Directions
Exactly as written, reproduce all of the entries.

Source material
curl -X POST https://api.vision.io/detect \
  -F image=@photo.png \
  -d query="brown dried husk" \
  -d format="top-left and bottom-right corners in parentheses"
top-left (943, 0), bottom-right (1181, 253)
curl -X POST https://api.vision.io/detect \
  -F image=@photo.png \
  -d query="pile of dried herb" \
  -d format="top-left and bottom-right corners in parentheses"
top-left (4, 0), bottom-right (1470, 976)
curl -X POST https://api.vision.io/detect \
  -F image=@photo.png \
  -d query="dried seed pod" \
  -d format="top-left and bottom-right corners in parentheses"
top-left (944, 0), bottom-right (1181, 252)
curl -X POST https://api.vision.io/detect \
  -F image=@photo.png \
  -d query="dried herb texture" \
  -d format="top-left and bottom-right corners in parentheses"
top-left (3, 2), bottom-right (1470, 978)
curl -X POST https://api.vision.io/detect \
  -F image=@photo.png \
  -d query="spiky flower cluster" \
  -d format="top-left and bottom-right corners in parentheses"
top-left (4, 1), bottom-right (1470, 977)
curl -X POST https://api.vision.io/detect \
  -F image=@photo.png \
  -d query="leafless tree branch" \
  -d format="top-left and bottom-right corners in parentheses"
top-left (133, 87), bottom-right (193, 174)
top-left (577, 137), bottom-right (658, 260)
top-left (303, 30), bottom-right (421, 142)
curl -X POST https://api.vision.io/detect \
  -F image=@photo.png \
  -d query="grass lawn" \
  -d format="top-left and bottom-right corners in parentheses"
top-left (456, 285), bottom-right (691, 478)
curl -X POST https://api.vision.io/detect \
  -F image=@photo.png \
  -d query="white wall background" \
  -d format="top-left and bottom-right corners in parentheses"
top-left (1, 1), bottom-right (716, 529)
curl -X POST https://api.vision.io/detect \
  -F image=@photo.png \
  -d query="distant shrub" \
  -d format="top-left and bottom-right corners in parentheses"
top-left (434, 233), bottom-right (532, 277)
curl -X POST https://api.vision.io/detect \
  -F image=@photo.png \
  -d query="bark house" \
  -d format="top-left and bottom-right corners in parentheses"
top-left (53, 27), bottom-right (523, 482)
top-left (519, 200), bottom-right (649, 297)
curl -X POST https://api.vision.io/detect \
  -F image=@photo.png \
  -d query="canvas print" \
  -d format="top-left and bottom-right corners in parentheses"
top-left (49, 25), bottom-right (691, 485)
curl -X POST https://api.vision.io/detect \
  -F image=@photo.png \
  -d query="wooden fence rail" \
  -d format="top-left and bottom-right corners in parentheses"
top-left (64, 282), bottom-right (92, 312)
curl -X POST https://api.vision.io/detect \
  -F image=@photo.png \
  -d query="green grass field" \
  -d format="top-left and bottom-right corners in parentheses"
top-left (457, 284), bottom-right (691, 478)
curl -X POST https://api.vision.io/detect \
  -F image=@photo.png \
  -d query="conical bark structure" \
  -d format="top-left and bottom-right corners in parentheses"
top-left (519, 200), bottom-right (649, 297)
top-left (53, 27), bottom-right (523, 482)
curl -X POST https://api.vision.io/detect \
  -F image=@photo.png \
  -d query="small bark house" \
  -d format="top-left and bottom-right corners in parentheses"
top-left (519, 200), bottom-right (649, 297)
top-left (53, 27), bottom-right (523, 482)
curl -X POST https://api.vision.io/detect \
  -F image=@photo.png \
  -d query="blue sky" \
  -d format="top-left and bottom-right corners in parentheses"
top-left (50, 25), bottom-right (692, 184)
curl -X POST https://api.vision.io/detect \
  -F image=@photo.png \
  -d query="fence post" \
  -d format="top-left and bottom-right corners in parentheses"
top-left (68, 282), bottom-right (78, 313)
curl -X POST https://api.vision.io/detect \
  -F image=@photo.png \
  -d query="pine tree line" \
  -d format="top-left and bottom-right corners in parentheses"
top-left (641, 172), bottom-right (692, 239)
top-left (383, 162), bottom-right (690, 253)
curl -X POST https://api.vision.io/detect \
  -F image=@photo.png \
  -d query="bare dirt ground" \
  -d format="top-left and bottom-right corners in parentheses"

Response to the task
curl -X POST https://api.vision.io/detect \
  -F image=@photo.png \
  -d query="brown dried husk" \
  -d format="top-left and bottom-right corners in parentheses"
top-left (943, 0), bottom-right (1181, 253)
curl -X POST https://api.vision.io/detect \
  -F image=@photo.png \
  -d query="pile of dried herb" \
  -d format="top-left and bottom-right corners in parentheses"
top-left (4, 0), bottom-right (1470, 976)
curl -X POST https://api.vision.io/detect \
  -F image=@photo.png \
  -d query="dried seed pod" \
  -d format="top-left and bottom-right corners in parentheses"
top-left (944, 0), bottom-right (1181, 252)
curl -X POST https://api.vision.io/detect \
  -F image=@photo.png \
  -d query="dried herb texture" \
  -d format="top-left and bottom-right corners in parentheses"
top-left (3, 2), bottom-right (1470, 978)
curl -X POST https://api.vision.io/detect \
  -F image=@photo.png \
  -d query="spiky flower cluster" \
  -d format="top-left and bottom-right corners in parentheses"
top-left (4, 1), bottom-right (1470, 977)
curl -X POST https://api.vision.io/detect \
  -F image=@photo.png \
  -d query="leafless tree branch" \
  -d format="top-left and bottom-right corners in parentheses"
top-left (133, 87), bottom-right (193, 174)
top-left (577, 137), bottom-right (658, 260)
top-left (303, 30), bottom-right (421, 142)
curl -X POST https://api.vision.io/detect \
  -F image=@photo.png \
  -d query="grass lawn" \
  -d format="top-left and bottom-right corners in parentheses"
top-left (456, 285), bottom-right (691, 478)
curl -X POST https://api.vision.io/detect \
  -F image=@photo.png \
  -d query="white wall background" \
  -d format="top-left and bottom-right corners in parentheses"
top-left (1, 1), bottom-right (716, 529)
curl -X POST https://api.vision.io/detect \
  -F image=@photo.png \
  -d query="distant shrub" \
  -d format="top-left and bottom-right corners in parentheses"
top-left (434, 233), bottom-right (532, 277)
curl -X POST https://api.vision.io/detect \
  -F image=@photo.png \
  -d query="bark house" \
  -d format="top-left and bottom-right corners in parentheses"
top-left (53, 27), bottom-right (523, 482)
top-left (519, 200), bottom-right (649, 297)
curl -X POST https://api.vision.io/detect \
  -F image=@photo.png \
  -d query="canvas print" \
  -d format="top-left and bottom-right corners in parentheses"
top-left (49, 25), bottom-right (691, 485)
curl -X POST https://api.vision.io/detect \
  -F image=@photo.png \
  -d query="wooden fence rail" \
  -d format="top-left and bottom-right corners in parentheses"
top-left (64, 282), bottom-right (92, 312)
curl -X POST https://api.vision.io/detect \
  -F image=@photo.png \
  -d query="green grass field" \
  -d format="top-left and bottom-right corners in parentheses"
top-left (457, 284), bottom-right (691, 478)
curl -X POST https://api.vision.io/detect \
  -F image=@photo.png \
  -d query="conical bark structure" \
  -d format="top-left and bottom-right corners in parentheses"
top-left (519, 200), bottom-right (649, 297)
top-left (53, 27), bottom-right (523, 482)
curl -X POST https://api.vision.io/detect \
  -F image=@photo.png \
  -d query="small bark house" \
  -d format="top-left and bottom-right corners in parentheses"
top-left (519, 200), bottom-right (649, 297)
top-left (53, 27), bottom-right (523, 482)
curl -X POST https://api.vision.io/detect \
  -F image=@photo.png \
  -d query="blue sky" \
  -d format="top-left and bottom-right corners in parentheses"
top-left (50, 25), bottom-right (692, 184)
curl -X POST https://api.vision.io/detect \
  -F image=@photo.png \
  -d query="fence post" \
  -d format="top-left and bottom-right corners in parentheses"
top-left (68, 282), bottom-right (78, 313)
curl -X POST https://api.vision.io/detect \
  -F image=@photo.png \
  -d query="pine tree line" \
  -d format="top-left and bottom-right corners in parentheses"
top-left (641, 172), bottom-right (692, 239)
top-left (383, 162), bottom-right (690, 253)
curl -X POST https://api.vision.io/detect \
  -F image=@photo.png \
  -d query="bare dirt ground" \
  -d format="top-left and bottom-right corners in parentheses"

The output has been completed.